Pointing dataset records:
---
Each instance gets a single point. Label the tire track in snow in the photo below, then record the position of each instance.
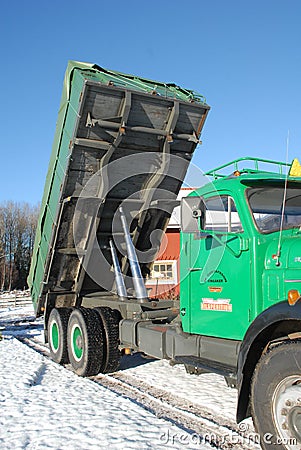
(204, 424)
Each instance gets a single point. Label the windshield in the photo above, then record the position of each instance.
(266, 205)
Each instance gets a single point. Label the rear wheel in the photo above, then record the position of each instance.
(85, 342)
(276, 397)
(110, 321)
(57, 334)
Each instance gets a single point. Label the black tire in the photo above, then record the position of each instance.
(85, 342)
(276, 397)
(57, 334)
(110, 321)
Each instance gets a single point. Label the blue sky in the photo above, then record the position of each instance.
(243, 56)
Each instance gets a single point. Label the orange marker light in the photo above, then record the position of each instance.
(293, 296)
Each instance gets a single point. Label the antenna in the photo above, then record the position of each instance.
(283, 204)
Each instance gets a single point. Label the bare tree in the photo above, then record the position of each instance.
(17, 230)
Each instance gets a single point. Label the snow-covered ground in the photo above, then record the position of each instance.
(45, 406)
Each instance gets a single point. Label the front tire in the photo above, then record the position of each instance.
(85, 342)
(276, 397)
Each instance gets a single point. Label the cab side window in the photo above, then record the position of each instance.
(221, 215)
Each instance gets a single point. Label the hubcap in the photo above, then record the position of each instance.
(286, 405)
(77, 342)
(54, 336)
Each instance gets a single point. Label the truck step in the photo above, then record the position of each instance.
(206, 365)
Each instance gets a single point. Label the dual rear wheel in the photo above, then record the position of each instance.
(88, 339)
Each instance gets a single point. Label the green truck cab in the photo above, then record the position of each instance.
(241, 281)
(121, 151)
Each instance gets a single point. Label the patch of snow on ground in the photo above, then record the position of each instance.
(45, 406)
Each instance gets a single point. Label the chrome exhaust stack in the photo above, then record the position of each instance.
(120, 285)
(138, 282)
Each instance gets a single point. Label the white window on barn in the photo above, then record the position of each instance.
(163, 272)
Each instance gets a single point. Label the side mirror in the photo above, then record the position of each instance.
(192, 214)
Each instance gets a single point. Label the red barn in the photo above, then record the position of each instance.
(164, 278)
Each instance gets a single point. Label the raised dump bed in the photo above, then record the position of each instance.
(120, 140)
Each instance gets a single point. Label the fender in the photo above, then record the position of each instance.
(275, 322)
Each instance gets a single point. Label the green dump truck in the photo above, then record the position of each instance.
(121, 151)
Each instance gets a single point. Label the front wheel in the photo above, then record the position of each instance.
(276, 397)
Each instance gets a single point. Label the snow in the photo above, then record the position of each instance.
(46, 406)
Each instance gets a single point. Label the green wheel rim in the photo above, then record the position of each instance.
(55, 336)
(76, 342)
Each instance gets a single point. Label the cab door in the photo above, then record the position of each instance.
(219, 273)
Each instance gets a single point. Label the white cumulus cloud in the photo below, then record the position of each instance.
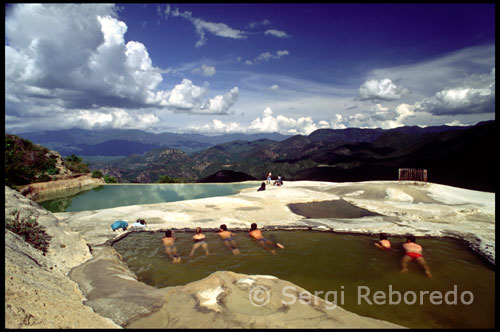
(384, 89)
(266, 56)
(276, 33)
(63, 59)
(204, 70)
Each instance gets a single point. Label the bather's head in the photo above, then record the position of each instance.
(410, 238)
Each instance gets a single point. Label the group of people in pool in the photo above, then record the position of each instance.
(413, 252)
(226, 236)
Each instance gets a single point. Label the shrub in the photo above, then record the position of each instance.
(73, 158)
(30, 230)
(52, 171)
(97, 174)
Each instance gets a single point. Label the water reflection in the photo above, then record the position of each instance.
(109, 196)
(324, 262)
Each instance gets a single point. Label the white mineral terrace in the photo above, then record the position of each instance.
(420, 209)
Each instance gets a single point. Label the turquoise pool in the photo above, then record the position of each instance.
(110, 196)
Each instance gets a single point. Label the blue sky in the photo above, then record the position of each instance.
(226, 68)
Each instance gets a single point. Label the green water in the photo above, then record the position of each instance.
(340, 263)
(110, 196)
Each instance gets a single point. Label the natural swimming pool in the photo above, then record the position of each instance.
(110, 196)
(325, 261)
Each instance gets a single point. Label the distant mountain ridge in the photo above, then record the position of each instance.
(125, 142)
(460, 156)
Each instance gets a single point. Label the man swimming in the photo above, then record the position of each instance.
(257, 235)
(199, 241)
(227, 239)
(414, 252)
(170, 249)
(383, 243)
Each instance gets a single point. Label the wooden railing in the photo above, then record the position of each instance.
(412, 174)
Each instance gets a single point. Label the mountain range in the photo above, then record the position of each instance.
(459, 156)
(125, 142)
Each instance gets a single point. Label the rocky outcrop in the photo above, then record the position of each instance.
(112, 290)
(71, 287)
(41, 190)
(38, 293)
(226, 299)
(222, 300)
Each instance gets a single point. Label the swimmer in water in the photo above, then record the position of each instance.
(383, 243)
(170, 248)
(414, 252)
(199, 241)
(227, 239)
(257, 235)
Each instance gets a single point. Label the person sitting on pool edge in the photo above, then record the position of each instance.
(170, 248)
(414, 252)
(257, 235)
(140, 223)
(119, 224)
(383, 243)
(227, 239)
(199, 240)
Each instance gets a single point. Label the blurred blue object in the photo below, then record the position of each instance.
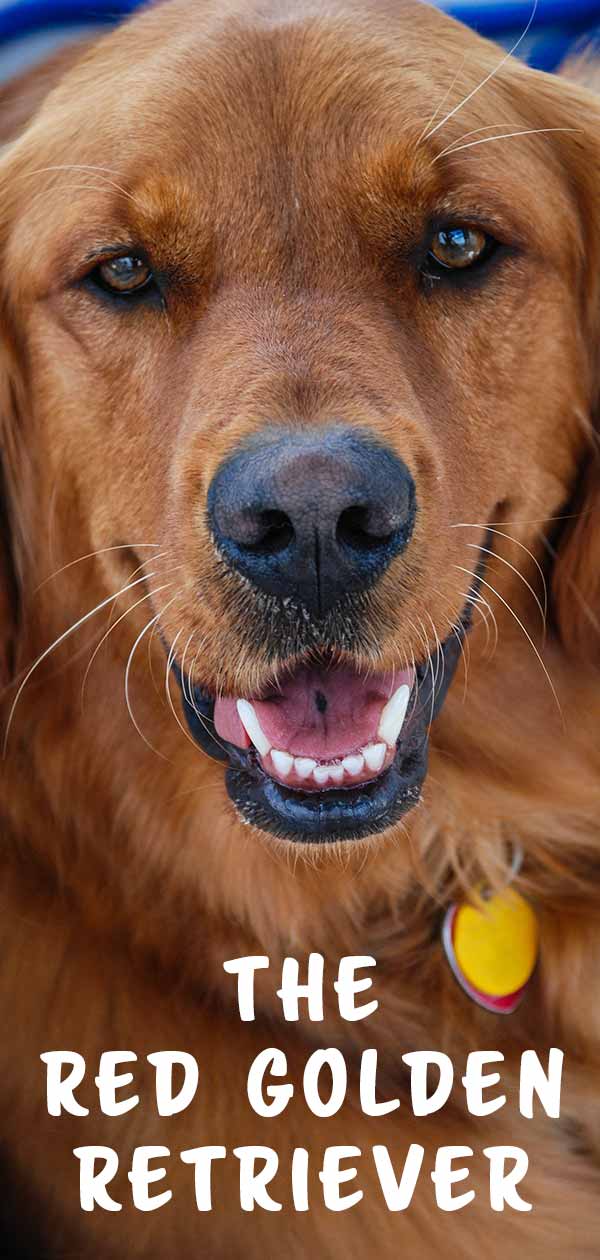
(557, 25)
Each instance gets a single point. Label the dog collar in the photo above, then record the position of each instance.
(492, 946)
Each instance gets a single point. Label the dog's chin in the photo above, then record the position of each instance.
(329, 755)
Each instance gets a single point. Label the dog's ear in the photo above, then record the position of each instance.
(9, 584)
(576, 546)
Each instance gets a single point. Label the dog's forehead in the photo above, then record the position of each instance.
(250, 127)
(192, 80)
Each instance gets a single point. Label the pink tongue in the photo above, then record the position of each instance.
(317, 713)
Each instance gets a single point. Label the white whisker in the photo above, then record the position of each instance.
(469, 572)
(61, 639)
(514, 570)
(488, 77)
(506, 135)
(111, 628)
(101, 551)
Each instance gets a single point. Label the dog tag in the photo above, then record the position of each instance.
(492, 949)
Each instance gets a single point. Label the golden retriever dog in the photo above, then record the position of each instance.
(300, 591)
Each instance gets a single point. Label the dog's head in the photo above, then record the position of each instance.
(305, 309)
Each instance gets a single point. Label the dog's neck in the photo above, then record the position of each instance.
(145, 844)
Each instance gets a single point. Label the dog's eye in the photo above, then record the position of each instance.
(454, 248)
(126, 274)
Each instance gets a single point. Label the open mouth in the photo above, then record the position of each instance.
(332, 754)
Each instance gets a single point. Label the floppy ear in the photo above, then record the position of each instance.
(9, 585)
(19, 100)
(576, 570)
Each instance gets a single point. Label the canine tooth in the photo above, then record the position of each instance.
(354, 764)
(392, 716)
(252, 727)
(375, 755)
(281, 761)
(304, 766)
(320, 774)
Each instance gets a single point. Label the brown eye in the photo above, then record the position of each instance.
(124, 275)
(459, 247)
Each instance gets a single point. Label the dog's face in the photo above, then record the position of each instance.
(306, 311)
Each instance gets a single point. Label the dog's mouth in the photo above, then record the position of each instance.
(332, 752)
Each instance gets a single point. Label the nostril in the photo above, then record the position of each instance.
(271, 532)
(363, 528)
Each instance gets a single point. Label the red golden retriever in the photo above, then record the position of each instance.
(300, 590)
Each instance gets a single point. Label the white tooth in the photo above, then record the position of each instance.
(320, 774)
(354, 764)
(392, 716)
(375, 755)
(281, 761)
(252, 727)
(304, 766)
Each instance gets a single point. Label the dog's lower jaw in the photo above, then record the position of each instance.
(338, 813)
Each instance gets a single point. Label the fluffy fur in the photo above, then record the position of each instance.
(281, 164)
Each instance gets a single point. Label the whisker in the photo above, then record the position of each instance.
(469, 572)
(506, 135)
(97, 170)
(101, 551)
(169, 697)
(127, 699)
(441, 103)
(530, 553)
(514, 570)
(111, 628)
(61, 639)
(488, 77)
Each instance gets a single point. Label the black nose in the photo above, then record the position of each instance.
(311, 517)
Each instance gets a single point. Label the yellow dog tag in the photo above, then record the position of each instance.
(492, 949)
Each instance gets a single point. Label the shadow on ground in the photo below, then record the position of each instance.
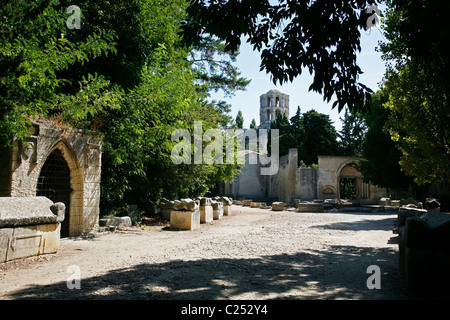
(338, 273)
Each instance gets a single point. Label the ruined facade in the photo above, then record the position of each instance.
(62, 164)
(335, 176)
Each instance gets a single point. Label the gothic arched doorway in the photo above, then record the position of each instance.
(54, 183)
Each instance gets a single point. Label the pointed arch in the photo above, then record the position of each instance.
(62, 150)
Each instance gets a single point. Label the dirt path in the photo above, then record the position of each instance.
(252, 254)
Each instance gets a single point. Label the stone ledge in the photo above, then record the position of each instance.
(28, 211)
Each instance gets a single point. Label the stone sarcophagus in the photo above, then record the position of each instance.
(61, 163)
(29, 226)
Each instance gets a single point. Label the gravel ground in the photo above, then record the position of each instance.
(252, 254)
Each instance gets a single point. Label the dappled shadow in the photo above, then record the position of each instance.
(386, 224)
(338, 273)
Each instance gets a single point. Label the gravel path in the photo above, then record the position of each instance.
(252, 254)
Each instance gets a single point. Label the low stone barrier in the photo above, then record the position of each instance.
(166, 207)
(116, 222)
(226, 204)
(185, 214)
(217, 209)
(310, 207)
(278, 206)
(29, 226)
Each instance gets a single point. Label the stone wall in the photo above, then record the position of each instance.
(292, 182)
(21, 168)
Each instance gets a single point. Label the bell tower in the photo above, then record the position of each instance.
(272, 103)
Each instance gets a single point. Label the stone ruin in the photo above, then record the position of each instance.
(29, 226)
(188, 214)
(60, 163)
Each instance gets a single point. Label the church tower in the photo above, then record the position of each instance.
(272, 104)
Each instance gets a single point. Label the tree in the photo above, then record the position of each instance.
(214, 69)
(132, 82)
(382, 165)
(352, 134)
(36, 53)
(418, 84)
(286, 138)
(239, 120)
(320, 136)
(320, 36)
(312, 133)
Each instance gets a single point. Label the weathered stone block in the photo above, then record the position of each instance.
(28, 241)
(412, 208)
(217, 210)
(395, 203)
(226, 210)
(185, 220)
(310, 207)
(118, 222)
(206, 213)
(278, 206)
(25, 211)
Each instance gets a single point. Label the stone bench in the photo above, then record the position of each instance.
(278, 206)
(185, 214)
(217, 210)
(29, 226)
(226, 204)
(206, 210)
(310, 207)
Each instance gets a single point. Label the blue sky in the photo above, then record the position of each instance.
(248, 62)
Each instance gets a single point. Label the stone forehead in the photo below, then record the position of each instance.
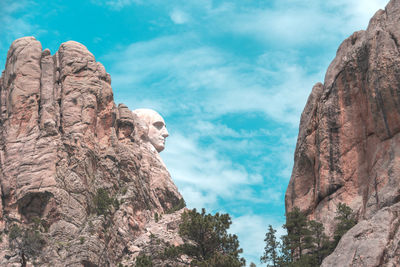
(148, 115)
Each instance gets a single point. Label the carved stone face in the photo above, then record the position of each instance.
(157, 131)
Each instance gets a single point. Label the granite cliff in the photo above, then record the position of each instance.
(348, 148)
(74, 166)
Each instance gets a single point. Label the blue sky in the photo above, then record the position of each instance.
(230, 78)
---
→ **WHAT YOU HAVE TO DO**: Exclude the pictures, and output exactly the lines from the one with "Each instance gets a single point. Label the stone ruin" through the last line of the records, both included.

→ **EXERCISE RESPONSE**:
Each instance gets a single point. Label the stone ruin in the photo above, then record the position of each instance.
(29, 226)
(188, 214)
(60, 163)
Each instance gets a single point. Label the church tower in the photo above, then record the position of each instance.
(272, 104)
Each instance gets a single point. Label the tree in the photo above, then record the position of each instance.
(214, 69)
(132, 82)
(382, 165)
(352, 134)
(36, 53)
(418, 84)
(286, 138)
(239, 120)
(320, 136)
(320, 36)
(312, 133)
Each instance gets a single point. Label the weathered stone block in the photo above, then record the position of each instance.
(28, 241)
(412, 208)
(217, 210)
(395, 203)
(226, 210)
(185, 220)
(310, 207)
(118, 222)
(206, 213)
(278, 206)
(25, 211)
Each instance gets a single point. Label the stone bench in the photo above, then record the position of each instance.
(278, 206)
(185, 214)
(217, 210)
(29, 226)
(226, 204)
(206, 210)
(310, 207)
Each instance gets a single point. Label the blue sky in the photo above, then record the position of each instance.
(248, 62)
Each instance gets a single point. Label the stone forehead in the photo below, then record the position of each instance.
(148, 115)
Each instance gets a single point. Label the carved stone face in the photo above, then record the position of each instance.
(157, 131)
Each instance gets a single point. Label the granite cliff in the photo above, then record the position of each instance.
(348, 148)
(74, 166)
Each instance gets a single point. Label the blue sky in the photo above, then record the position of each instance.
(230, 78)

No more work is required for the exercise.